**Supplied information:**
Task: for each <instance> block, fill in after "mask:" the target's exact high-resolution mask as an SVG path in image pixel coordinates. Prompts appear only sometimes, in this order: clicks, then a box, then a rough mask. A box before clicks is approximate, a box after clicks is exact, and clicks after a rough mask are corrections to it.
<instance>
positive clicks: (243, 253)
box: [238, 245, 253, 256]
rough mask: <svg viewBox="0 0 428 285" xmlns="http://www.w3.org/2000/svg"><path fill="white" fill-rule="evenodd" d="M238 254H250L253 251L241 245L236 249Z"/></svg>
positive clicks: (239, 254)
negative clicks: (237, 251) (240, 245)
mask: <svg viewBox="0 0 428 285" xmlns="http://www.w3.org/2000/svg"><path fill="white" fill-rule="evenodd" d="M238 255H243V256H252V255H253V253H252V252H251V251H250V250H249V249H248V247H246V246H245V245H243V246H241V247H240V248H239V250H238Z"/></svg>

**Required work:**
When a line in the material above holds the word "rough", copy that line.

**Solution to the exercise:**
Task: for each <instance> block, fill in after "mask:" the target's exact high-resolution mask as an SVG path in image pixel coordinates. Prompts appear only sometimes, in this order: clicks, then a box, then a rough mask. A box before clicks is approximate, a box after clicks is exact, and clicks after a rough mask are corrections to it.
rough mask: <svg viewBox="0 0 428 285" xmlns="http://www.w3.org/2000/svg"><path fill="white" fill-rule="evenodd" d="M238 254H250L253 251L241 245L236 249Z"/></svg>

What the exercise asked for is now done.